* Provided text:
---

The winter results showed a similar trend to the summer results. Both SLUCM and SLUCM+BEM captured characteristics of temporal temperature changes in Tokyo, Kumagaya, and Nerima well (Fig. 4b). However, both SLUCM and SLUCM+BEM showed more significant errors for winter than for summer observations (Fig. 4a, b). The lower accuracy of winter temperature reconstructions compared to summer is not limited to SLUCM+BEM. For example, a similar trend was observed in the validation of BEP+BEM (e.g. Takane et al., 2017). Gamarro and González-Cruz (2023) also reported that the introduction of electric heating reduced the peak UHI effect by 2.5–3 °C. This temperature decrease during winter is due to the negative Q_FB related to the air source heat pump AC systems used for heating. For example, the MAE of SLUCM in Tokyo was 1.69 °C, whereas that of SLUCM+BEM was 2.48 °C. However, this error was strongly dependent on the input parameters, such as the AH value input to SLUCM (Table 2). In general, it is not possible to precisely evaluate the success of the two models comparatively because, in summer, both models reproduced the horizontal distribution of temperature in the metropolitan area well, with SLUCM+BEM also reproducing the observed urban heat island centred on Tokyo at 05:00 and the wider temperature distribution at 14:00 (Fig. 5e–h).

Figure 4 Diurnal changes in 2 m temperatures in Tokyo (BC), Kumagaya (Rm), and Nerima (Rd; Fig. 2b) averaged seasonally over (a) summer and (b) winter. Circles are observations. Lines and error bars are simulated average values and 5th–95th percentiles from SLUCM (blue) and SLUCM+BEM (red), respectively. MAE is for mean absolute error; MBE is for mean bias error; RMSE is for root mean square error.

Figure 5 Distributions of observed (right) and simulated (left) 2 m temperatures by SLUCM+BEM in the Tokyo metropolitan area averaged for (a, b) 05:00 local time (LT) and (c, d) 14:00 LT in summer and (e, f) 05:00 LT and (g, h) 14:00 LT in winter.

---

A block of data

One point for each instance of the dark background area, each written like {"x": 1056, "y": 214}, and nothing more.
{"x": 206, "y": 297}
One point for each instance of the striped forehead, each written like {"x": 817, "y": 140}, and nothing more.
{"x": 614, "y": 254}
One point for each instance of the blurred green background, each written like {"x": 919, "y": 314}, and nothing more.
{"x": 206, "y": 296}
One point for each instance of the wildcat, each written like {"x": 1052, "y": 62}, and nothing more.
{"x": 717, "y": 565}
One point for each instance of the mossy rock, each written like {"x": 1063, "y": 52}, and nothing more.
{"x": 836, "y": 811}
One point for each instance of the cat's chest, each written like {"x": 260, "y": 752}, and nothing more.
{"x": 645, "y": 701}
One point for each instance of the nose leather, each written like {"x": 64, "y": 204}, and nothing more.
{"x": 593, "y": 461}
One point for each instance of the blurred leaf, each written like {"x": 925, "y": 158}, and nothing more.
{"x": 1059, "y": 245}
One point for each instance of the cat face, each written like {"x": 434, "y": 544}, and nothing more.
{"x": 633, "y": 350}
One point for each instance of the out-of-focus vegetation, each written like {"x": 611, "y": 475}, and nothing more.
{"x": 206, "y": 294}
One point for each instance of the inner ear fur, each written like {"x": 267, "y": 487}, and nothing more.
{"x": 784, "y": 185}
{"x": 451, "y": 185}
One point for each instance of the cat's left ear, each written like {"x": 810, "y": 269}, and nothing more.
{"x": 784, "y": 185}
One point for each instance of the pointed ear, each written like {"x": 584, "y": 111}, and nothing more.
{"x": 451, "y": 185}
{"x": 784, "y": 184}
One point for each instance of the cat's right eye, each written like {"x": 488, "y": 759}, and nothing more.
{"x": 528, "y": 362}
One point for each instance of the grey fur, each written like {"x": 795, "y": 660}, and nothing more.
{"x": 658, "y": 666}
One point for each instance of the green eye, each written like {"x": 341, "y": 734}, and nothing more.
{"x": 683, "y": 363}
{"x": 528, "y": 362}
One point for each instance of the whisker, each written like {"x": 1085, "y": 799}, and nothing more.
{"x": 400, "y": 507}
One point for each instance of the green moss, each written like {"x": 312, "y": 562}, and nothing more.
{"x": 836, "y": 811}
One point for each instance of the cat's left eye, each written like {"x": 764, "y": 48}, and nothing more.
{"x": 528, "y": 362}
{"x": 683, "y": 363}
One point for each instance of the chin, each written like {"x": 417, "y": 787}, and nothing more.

---

* Directions: Copy word for word the stretch of the Tokyo temperature passage that begins with the words "Figure 4 Diurnal changes" and ends with "mean square error.". The records are separate from the Tokyo temperature passage.

* Solution for this problem:
Figure 4 Diurnal changes in 2 m temperatures in Tokyo (BC), Kumagaya (Rm), and Nerima (Rd; Fig. 2b) averaged seasonally over (a) summer and (b) winter. Circles are observations. Lines and error bars are simulated average values and 5th–95th percentiles from SLUCM (blue) and SLUCM+BEM (red), respectively. MAE is for mean absolute error; MBE is for mean bias error; RMSE is for root mean square error.